What you should do
Transcribe verbatim every line from the line containing "of the dark" to the end of the entries, including both endpoints. Output nothing beyond those lines.

Records for the task
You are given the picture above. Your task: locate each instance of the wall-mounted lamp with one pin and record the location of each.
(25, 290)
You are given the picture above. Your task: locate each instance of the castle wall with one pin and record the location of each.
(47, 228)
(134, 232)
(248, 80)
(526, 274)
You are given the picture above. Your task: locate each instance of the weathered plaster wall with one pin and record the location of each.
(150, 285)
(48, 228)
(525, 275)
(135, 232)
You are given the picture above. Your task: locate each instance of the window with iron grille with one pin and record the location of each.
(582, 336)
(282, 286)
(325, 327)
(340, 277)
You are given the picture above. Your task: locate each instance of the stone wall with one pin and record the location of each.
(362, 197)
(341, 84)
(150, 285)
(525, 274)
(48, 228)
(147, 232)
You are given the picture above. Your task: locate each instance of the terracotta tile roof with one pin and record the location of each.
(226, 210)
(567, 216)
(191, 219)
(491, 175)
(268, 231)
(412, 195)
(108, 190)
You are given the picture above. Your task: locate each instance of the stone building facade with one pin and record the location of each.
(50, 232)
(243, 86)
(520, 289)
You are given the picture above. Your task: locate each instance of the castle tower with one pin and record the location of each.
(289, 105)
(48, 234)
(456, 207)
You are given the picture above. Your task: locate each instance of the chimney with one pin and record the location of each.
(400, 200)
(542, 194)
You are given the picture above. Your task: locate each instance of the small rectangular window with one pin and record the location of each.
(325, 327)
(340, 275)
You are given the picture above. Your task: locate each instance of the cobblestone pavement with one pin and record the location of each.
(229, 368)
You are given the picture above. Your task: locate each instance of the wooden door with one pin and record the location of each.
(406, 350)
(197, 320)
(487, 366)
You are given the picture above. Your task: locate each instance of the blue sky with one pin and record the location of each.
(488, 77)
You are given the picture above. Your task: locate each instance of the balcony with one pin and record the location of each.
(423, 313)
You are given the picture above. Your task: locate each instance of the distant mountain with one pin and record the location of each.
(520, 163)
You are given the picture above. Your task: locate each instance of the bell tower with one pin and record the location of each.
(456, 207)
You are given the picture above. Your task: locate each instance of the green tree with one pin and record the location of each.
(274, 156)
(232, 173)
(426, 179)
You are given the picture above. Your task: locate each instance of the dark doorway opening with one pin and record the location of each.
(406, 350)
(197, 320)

Response to the exercise
You are given the picture above. Your task: locate each instance of the dark doorway opening with one pin and record the location of each.
(406, 350)
(197, 320)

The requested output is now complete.